#### [Task to carry out]
The line containing "For each instance of the white fedora" marks the start; return it and every line after it in the listing below, exactly, through the last.

Items listed in a dataset:

--- start ---

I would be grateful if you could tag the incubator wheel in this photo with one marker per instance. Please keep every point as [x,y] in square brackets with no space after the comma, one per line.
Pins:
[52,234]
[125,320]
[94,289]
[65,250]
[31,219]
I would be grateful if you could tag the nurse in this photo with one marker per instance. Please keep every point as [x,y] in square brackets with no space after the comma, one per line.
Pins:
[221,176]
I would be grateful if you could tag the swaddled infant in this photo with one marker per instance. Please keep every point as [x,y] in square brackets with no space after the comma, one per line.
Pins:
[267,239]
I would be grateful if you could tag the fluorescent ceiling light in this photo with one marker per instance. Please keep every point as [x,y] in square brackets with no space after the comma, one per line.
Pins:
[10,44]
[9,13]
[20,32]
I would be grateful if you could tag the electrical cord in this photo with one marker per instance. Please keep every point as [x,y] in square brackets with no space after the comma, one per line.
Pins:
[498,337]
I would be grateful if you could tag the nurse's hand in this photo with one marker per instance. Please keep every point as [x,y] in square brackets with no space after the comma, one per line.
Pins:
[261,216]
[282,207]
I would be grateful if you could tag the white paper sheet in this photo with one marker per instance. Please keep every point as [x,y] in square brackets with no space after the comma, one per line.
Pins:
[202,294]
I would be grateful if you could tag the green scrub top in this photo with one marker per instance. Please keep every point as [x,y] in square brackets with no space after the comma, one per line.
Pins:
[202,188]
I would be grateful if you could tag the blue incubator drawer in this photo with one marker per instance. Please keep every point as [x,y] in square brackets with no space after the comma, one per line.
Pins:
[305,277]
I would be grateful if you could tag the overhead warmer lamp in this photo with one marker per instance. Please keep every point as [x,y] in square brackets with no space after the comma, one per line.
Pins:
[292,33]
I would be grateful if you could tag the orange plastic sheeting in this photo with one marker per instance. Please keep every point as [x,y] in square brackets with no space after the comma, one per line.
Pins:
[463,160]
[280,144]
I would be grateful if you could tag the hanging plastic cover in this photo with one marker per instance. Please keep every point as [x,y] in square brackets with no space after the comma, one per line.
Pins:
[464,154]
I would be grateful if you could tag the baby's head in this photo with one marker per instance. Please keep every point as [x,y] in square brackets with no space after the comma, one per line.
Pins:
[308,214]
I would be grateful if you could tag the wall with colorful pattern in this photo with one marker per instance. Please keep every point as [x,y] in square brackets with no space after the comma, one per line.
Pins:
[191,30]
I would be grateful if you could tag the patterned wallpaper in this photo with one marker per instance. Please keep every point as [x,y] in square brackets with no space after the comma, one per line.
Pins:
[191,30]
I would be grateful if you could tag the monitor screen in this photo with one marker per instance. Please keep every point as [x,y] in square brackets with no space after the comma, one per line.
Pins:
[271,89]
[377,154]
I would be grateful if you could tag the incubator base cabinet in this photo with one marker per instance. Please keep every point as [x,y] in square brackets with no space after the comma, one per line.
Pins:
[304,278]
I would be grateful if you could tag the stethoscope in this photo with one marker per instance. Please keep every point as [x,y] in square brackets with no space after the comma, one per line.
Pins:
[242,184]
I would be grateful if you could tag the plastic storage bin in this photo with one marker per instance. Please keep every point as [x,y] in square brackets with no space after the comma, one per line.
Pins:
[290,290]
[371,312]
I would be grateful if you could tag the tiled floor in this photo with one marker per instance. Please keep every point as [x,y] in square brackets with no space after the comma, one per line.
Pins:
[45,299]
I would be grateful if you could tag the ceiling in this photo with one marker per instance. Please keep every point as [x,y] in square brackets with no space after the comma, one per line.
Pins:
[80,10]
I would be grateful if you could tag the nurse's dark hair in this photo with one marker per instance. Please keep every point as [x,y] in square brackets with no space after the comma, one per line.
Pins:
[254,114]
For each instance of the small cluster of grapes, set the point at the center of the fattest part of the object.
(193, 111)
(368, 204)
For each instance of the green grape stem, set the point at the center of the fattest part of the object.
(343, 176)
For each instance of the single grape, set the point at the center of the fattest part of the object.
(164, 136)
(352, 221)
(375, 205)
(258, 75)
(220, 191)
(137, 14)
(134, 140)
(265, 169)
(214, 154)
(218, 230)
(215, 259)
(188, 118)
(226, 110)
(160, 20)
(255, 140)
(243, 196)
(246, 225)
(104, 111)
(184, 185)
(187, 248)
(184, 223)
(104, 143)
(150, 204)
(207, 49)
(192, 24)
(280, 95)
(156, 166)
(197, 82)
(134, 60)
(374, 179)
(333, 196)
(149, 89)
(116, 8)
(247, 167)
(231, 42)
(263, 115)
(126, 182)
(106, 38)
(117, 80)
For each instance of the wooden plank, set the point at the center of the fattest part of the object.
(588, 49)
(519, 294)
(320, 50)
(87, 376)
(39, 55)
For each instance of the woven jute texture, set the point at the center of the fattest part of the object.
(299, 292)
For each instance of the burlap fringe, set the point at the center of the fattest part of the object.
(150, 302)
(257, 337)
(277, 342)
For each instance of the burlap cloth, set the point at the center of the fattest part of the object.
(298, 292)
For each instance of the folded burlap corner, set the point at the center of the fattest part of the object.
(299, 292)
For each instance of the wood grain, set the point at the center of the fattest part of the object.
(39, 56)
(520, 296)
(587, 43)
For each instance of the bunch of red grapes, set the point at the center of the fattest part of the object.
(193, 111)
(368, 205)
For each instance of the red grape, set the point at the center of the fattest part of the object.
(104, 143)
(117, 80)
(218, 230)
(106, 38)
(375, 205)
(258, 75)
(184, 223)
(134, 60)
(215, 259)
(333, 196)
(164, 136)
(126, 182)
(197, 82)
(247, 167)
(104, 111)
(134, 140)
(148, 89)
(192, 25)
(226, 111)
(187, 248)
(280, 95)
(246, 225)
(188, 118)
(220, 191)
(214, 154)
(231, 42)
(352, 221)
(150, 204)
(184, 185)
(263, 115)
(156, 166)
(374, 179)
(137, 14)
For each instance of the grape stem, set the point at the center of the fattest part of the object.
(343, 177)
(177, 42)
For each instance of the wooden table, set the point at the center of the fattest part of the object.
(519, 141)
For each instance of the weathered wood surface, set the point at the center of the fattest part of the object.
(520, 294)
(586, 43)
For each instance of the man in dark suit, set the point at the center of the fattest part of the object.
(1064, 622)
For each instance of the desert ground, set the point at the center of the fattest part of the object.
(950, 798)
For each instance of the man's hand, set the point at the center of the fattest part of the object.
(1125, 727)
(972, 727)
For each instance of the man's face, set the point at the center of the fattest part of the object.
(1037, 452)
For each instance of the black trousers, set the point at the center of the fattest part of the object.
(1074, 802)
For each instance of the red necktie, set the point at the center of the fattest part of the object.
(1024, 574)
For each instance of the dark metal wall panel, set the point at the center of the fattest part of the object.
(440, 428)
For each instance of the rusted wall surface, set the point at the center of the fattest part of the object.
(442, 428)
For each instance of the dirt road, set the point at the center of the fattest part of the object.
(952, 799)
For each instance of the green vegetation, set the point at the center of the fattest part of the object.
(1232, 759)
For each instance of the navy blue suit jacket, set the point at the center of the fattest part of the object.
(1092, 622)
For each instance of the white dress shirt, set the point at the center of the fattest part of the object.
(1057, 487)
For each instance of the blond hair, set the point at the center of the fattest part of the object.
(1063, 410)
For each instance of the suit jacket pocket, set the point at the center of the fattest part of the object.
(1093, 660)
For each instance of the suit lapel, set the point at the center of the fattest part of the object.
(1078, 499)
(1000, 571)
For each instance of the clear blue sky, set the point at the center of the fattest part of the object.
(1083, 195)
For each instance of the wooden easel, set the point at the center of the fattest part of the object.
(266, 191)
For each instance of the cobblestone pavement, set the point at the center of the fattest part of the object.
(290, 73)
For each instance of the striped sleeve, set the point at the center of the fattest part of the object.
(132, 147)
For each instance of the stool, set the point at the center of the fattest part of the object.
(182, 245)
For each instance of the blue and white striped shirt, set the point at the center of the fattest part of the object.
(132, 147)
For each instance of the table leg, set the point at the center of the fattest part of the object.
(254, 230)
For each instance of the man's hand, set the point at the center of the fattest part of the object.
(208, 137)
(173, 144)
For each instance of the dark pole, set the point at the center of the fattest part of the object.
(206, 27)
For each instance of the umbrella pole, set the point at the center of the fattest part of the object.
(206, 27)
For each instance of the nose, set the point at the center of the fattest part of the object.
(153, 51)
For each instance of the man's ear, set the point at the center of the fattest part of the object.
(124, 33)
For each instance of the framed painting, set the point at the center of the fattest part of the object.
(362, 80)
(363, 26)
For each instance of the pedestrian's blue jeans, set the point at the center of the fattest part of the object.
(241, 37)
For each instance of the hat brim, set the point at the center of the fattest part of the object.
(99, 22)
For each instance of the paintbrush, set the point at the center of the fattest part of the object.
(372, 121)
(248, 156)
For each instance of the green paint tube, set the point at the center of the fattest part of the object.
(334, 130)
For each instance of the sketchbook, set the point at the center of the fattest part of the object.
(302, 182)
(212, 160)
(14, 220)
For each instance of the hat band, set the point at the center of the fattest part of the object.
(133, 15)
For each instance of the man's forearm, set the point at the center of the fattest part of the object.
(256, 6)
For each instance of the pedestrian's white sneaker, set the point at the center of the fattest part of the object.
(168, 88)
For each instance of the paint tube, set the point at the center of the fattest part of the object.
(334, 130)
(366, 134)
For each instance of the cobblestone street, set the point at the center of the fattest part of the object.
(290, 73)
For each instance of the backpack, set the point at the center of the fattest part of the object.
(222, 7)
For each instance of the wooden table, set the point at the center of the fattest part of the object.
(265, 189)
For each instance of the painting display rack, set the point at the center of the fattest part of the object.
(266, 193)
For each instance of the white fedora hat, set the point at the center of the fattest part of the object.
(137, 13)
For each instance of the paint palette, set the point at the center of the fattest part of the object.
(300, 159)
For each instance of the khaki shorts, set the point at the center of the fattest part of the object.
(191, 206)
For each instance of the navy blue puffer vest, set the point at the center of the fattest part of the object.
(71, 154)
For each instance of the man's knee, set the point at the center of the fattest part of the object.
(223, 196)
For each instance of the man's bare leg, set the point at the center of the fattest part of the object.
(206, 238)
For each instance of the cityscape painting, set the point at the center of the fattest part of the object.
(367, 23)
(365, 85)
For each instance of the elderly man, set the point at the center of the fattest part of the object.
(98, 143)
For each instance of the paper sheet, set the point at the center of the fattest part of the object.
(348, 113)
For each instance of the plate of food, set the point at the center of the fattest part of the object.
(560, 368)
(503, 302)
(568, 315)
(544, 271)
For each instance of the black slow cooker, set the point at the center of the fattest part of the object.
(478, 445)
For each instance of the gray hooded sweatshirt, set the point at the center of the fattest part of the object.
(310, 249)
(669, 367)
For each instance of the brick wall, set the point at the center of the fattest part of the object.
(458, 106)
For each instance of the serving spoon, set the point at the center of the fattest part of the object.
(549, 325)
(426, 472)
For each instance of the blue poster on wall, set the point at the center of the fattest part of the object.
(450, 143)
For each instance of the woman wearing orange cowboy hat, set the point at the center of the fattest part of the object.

--- end ---

#### [Answer]
For each instance of the white fedora hat, set the point at the center of the fattest part of the object.
(137, 13)
For each instance of the paint palette, set the point at the center of the fattest part of the object.
(300, 159)
For each instance of the khaki shorts, set the point at the center of the fattest part of the object.
(191, 206)
For each instance of the navy blue puffer vest, set the point at the center of the fattest part of the object.
(71, 154)
For each instance of the man's knee, set the point at the center of the fattest part of the object.
(223, 196)
For each instance of the man's bare leg, set the point at the center of the fattest part of the object.
(206, 238)
For each instance of the cityscape painting, set the point at the center of the fattest part of the object.
(367, 23)
(365, 85)
For each instance of the elderly man, set the point at the center of the fattest part of the object.
(98, 143)
For each instance of the paper sheet, set the point at the center of the fattest part of the object.
(348, 113)
For each instance of the plate of food, set the point at the center of the fattest part of the object.
(560, 368)
(503, 302)
(568, 315)
(544, 271)
For each instance of the black slow cooker, set the point at the center of the fattest part of the object.
(478, 445)
For each instance of the gray hooded sweatshirt, set the point at the center of the fattest part of the object.
(310, 249)
(669, 367)
For each instance of the brick wall, set the point at the center of the fattest part of the object.
(458, 106)
For each instance of the serving spoon, set the point at the center of the fattest part of the object.
(549, 325)
(426, 472)
For each instance of the blue poster on wall, set the point at the center of the fattest part of the object.
(450, 143)
For each instance of the woman wearing orange cowboy hat, set the point at the center of the fattest part of the object.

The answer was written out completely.